-- start --

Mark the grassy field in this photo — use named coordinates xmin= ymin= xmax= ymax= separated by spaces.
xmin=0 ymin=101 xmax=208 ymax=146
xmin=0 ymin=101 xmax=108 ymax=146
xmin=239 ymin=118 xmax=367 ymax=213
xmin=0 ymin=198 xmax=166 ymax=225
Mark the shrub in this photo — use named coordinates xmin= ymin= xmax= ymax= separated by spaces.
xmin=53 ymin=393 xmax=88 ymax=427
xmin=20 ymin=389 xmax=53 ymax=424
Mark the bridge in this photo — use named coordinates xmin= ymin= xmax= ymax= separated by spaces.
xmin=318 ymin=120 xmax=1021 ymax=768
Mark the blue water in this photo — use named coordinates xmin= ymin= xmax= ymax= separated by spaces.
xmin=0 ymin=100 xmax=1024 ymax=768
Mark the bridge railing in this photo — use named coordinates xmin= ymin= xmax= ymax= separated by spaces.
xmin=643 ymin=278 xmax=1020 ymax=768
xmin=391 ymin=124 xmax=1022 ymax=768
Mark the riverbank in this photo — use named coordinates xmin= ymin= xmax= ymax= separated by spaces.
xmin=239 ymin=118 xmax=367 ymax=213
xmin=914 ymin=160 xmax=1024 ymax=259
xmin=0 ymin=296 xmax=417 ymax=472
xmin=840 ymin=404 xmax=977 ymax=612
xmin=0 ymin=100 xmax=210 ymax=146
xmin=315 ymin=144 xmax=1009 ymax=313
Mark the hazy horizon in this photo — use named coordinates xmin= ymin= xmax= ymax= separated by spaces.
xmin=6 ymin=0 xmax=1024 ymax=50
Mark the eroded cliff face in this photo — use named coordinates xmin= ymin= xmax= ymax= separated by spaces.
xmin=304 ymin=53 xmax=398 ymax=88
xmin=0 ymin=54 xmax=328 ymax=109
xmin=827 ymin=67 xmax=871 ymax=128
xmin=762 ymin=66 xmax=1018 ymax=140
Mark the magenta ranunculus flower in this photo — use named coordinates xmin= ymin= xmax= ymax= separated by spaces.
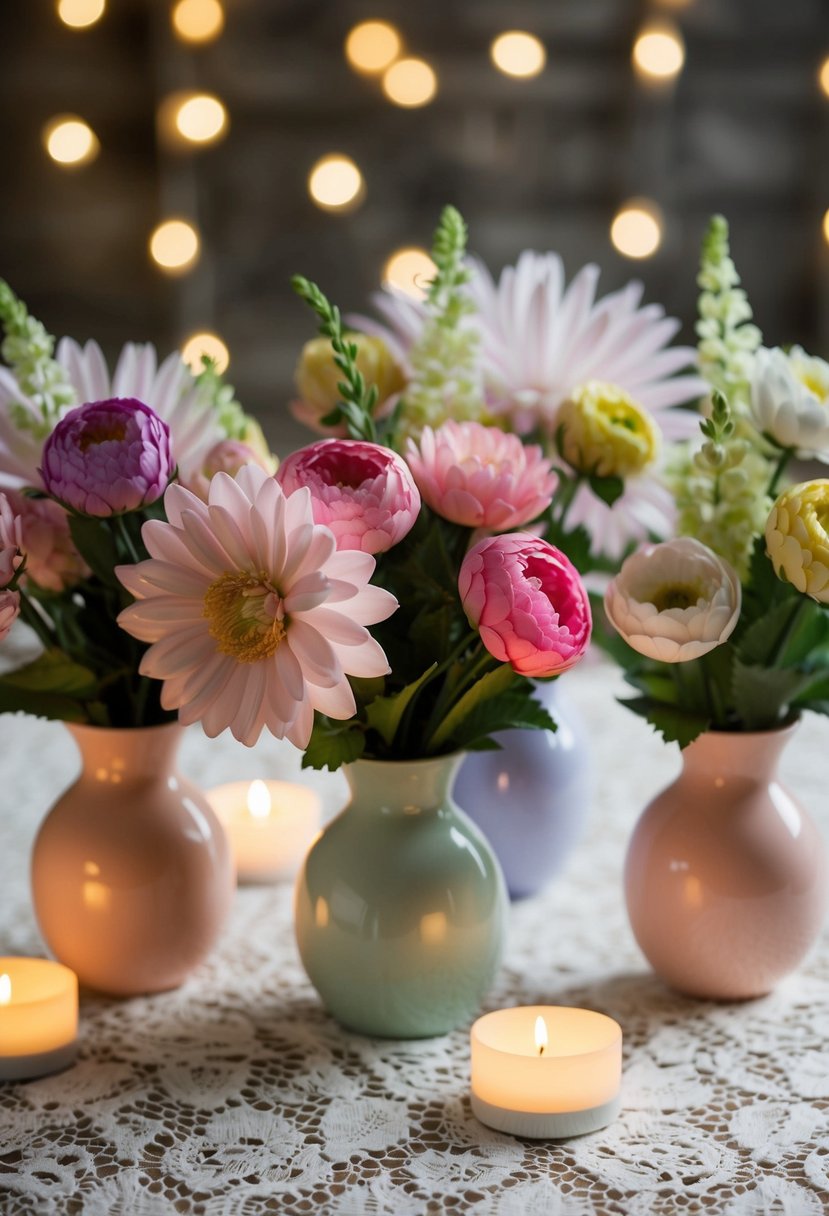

-- end --
-- start --

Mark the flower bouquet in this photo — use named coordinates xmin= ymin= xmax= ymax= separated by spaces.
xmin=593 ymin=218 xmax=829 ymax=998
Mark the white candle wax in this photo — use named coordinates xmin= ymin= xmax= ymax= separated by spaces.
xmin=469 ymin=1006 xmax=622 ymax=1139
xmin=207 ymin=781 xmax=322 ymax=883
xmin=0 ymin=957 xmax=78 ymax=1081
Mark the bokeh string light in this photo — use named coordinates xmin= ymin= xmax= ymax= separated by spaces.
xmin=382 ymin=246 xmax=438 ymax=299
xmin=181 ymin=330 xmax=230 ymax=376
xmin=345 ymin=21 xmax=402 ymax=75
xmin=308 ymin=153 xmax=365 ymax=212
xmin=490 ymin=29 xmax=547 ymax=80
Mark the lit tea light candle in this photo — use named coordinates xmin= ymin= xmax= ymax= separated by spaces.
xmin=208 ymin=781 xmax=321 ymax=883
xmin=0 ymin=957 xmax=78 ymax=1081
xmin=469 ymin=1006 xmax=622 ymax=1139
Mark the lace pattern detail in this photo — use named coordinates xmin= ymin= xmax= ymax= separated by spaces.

-- end --
-- start --

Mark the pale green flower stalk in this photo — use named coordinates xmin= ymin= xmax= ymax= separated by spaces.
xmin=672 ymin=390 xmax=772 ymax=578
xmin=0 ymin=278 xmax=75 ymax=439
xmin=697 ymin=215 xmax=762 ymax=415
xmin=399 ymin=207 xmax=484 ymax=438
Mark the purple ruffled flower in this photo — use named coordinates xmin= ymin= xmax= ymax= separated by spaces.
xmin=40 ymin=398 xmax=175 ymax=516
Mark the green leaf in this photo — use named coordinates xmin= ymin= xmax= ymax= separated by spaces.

-- end --

**Exercise aim**
Copy out every entry from the line containing "Mark the blue" down to the line containing "xmin=391 ymin=124 xmax=1022 ymax=768", both included, with the wording of the requests unchanged. In the answers, multiply each bounding-box coordinate by 1.6 and round it to a whole number, rounding halves up.

**Answer to the task**
Mark the blue water in this photo — use named coordinates xmin= ymin= xmax= ymax= separated by spaces.
xmin=0 ymin=160 xmax=1638 ymax=1229
Mark the bridge railing in this photo — use named coordinates xmin= ymin= xmax= ymax= separated by spaces.
xmin=1029 ymin=445 xmax=1632 ymax=1229
xmin=626 ymin=198 xmax=1635 ymax=1229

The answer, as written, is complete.